## GOAL
Reproduce everything from the line containing "If you could point to the wheelbarrow wheel" down to the end of the material, replacing "wheelbarrow" with "handcart" and leaving all else unchanged.

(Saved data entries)
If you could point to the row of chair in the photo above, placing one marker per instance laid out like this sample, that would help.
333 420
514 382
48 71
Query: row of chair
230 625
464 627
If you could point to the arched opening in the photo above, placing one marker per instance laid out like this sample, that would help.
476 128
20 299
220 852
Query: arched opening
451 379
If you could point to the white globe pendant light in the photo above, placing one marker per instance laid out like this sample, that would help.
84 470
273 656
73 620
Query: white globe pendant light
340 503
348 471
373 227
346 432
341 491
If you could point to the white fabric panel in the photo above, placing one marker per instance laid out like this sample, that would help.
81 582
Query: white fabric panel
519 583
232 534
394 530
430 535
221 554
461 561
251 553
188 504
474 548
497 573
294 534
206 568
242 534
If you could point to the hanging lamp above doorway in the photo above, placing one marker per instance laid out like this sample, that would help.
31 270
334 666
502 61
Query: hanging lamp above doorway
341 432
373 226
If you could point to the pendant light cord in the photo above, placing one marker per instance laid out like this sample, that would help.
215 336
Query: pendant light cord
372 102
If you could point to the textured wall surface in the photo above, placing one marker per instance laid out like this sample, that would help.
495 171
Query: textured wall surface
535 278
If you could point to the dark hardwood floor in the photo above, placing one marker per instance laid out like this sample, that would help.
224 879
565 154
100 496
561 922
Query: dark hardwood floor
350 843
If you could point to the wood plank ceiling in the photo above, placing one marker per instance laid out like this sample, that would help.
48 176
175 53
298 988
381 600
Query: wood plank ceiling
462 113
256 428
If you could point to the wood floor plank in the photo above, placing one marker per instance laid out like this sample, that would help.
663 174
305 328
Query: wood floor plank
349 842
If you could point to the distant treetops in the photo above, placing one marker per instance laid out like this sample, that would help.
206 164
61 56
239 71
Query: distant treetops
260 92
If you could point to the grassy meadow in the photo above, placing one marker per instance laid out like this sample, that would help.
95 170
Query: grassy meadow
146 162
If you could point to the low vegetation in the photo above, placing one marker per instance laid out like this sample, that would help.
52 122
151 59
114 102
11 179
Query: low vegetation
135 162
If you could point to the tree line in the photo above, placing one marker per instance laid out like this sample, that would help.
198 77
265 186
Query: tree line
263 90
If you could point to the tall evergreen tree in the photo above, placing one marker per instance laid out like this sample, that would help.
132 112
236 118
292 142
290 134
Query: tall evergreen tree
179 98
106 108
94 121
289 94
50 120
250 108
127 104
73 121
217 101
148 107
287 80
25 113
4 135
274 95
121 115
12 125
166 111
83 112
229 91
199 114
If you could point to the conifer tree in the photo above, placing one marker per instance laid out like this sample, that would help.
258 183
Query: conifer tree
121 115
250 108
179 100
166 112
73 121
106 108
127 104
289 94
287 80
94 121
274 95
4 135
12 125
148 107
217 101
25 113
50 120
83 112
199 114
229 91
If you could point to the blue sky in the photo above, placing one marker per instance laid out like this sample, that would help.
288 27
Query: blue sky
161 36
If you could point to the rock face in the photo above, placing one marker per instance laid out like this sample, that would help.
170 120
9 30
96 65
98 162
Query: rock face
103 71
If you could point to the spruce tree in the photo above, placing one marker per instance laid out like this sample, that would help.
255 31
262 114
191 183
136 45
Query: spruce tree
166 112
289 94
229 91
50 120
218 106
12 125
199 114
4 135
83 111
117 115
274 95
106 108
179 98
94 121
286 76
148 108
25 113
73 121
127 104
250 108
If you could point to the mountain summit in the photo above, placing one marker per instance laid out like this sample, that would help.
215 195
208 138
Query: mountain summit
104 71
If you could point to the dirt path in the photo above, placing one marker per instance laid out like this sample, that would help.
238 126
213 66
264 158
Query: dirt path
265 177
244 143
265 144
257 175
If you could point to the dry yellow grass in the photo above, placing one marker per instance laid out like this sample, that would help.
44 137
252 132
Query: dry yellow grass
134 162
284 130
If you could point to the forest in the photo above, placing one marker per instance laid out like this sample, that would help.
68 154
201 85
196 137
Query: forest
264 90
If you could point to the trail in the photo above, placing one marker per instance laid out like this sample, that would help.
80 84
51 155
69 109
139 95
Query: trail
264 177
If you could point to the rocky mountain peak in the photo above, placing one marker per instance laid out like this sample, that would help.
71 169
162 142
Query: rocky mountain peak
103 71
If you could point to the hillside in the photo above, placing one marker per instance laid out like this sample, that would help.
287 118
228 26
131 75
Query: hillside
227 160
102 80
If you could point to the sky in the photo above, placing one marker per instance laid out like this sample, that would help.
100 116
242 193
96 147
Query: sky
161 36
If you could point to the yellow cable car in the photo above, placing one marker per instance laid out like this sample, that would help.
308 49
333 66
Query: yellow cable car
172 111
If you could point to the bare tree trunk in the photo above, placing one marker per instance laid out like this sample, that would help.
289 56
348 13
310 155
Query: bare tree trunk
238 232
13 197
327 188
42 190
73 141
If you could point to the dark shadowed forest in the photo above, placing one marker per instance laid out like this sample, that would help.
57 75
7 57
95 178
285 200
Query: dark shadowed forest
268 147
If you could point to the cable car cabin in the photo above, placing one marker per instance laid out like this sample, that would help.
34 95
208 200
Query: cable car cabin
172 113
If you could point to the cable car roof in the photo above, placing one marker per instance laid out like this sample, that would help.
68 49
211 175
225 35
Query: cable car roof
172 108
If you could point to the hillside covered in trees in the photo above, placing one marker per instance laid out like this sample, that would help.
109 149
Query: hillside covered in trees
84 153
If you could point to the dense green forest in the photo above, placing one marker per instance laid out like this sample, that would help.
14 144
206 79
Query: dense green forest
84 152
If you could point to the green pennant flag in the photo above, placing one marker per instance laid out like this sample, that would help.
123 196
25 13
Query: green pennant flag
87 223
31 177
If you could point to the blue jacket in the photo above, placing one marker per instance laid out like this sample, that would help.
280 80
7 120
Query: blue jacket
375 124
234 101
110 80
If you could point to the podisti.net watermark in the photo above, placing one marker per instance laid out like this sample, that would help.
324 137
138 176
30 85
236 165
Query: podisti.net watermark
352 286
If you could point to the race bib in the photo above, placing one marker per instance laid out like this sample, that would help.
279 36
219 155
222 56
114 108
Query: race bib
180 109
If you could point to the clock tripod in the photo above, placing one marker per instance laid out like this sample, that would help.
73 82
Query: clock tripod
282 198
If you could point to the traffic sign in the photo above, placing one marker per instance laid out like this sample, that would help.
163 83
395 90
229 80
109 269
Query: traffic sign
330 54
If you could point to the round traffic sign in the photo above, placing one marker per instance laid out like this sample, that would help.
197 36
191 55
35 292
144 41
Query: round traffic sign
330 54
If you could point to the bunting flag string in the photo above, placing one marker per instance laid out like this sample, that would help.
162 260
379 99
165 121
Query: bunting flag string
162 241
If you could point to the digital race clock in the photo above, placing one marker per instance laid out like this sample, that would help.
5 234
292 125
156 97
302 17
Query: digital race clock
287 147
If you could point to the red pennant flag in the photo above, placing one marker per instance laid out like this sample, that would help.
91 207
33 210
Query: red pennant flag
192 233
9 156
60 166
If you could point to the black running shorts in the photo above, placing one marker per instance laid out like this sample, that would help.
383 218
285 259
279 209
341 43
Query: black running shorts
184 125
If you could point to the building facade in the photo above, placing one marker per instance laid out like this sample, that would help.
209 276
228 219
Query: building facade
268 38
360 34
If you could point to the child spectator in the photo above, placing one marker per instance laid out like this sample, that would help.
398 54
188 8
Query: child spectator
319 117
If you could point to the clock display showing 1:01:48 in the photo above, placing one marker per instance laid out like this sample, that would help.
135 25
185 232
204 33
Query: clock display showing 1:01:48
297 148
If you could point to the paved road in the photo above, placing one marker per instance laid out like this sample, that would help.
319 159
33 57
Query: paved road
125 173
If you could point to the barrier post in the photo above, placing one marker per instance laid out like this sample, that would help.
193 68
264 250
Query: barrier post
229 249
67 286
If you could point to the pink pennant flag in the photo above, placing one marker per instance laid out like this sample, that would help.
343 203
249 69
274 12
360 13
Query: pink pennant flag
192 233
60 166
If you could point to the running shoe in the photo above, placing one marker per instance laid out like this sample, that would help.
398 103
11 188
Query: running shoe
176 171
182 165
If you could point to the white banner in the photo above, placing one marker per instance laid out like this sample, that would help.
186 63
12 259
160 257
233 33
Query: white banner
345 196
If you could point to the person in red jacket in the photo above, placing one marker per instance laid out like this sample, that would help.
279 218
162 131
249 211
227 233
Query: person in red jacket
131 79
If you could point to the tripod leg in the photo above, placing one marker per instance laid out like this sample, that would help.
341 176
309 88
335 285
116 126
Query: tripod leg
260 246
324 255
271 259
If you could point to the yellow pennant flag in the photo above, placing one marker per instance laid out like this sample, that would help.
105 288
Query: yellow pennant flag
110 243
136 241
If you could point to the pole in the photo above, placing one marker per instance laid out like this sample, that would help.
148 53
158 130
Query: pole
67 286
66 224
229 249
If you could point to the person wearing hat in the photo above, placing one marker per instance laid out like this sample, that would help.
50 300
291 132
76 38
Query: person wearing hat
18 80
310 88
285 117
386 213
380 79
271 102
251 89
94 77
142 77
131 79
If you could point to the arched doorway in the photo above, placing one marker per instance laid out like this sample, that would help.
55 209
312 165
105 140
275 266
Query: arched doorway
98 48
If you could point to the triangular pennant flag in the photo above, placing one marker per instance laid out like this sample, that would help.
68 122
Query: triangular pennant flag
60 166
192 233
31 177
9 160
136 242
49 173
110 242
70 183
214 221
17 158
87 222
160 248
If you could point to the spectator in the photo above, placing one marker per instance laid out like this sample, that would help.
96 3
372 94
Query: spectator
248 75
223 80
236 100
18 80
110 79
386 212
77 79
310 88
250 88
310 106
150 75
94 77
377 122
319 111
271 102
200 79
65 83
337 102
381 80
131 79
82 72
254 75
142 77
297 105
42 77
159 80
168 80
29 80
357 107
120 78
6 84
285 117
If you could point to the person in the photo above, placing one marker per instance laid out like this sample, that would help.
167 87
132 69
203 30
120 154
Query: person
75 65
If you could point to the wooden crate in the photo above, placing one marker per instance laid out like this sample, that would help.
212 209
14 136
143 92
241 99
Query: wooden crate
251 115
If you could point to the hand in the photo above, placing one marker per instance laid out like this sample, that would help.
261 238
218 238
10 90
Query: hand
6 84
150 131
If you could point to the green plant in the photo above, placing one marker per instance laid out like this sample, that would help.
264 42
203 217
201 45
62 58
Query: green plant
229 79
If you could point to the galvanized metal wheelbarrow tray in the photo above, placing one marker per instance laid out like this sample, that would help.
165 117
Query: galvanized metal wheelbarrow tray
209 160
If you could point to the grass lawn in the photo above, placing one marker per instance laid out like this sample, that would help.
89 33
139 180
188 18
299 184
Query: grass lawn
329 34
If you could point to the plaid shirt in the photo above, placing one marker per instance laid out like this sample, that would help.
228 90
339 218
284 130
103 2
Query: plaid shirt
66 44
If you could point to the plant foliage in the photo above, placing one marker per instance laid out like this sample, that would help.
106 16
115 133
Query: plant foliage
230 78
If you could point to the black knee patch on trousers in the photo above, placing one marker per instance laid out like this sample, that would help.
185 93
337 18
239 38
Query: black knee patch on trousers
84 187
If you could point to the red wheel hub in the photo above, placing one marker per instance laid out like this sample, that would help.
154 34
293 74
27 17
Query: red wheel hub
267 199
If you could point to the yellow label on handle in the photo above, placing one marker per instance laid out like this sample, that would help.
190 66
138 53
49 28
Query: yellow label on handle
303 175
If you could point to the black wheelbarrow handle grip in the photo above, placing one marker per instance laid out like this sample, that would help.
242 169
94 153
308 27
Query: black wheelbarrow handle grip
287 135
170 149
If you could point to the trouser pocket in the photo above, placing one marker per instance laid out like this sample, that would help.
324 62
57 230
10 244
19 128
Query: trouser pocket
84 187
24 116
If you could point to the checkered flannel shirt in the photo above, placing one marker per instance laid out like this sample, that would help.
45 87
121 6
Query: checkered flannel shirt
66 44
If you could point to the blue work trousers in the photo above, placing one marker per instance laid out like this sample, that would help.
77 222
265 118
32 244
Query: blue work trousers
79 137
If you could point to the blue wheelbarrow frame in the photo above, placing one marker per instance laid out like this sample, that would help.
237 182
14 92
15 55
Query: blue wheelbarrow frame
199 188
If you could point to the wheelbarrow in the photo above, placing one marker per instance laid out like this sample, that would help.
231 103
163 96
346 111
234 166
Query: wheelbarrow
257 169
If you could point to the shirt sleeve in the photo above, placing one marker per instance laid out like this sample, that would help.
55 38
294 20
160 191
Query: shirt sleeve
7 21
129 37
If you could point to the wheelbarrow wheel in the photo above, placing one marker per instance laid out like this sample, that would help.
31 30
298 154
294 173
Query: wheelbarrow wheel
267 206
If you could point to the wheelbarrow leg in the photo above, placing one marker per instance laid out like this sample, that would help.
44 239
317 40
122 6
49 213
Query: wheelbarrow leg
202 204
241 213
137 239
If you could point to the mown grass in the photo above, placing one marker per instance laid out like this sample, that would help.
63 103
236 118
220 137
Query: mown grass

## RESULT
If you could point to the handcart wheel in the photo above, placing one marker per instance laid out like this sample, that would help.
31 30
298 154
294 173
Query: handcart wheel
267 206
If you could point to the handcart leg in the photo above, placing one marker per instance laid out like this sample, that would help.
44 239
317 40
122 6
49 213
Query: handcart leg
202 204
241 213
137 239
If you could point to the mown grass in the photo above, placing one marker per instance laid out like this sample, that would help.
63 103
236 118
220 137
Query: mown grass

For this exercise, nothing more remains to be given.